EXERCISE REQUIREMENTS → Every record should be copied exactly, except that pictures are to be omitted.
## Begin INFORMATION GIVEN
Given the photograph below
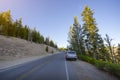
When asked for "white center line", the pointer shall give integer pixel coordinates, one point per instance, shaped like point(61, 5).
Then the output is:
point(67, 75)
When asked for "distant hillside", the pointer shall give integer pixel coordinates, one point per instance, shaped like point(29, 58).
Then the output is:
point(15, 47)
## End INFORMATION GIVEN
RESULT OF THE TASK →
Given the photograph below
When asked for "white center line", the pointer shall give integer pixel coordinates, one point per instance, shaped like point(61, 5).
Then the output is:
point(67, 75)
When asked for "distant hillside", the pointer shall give integer pixel coordinates, one point per instance, shaped like point(29, 58).
Then the output is:
point(15, 47)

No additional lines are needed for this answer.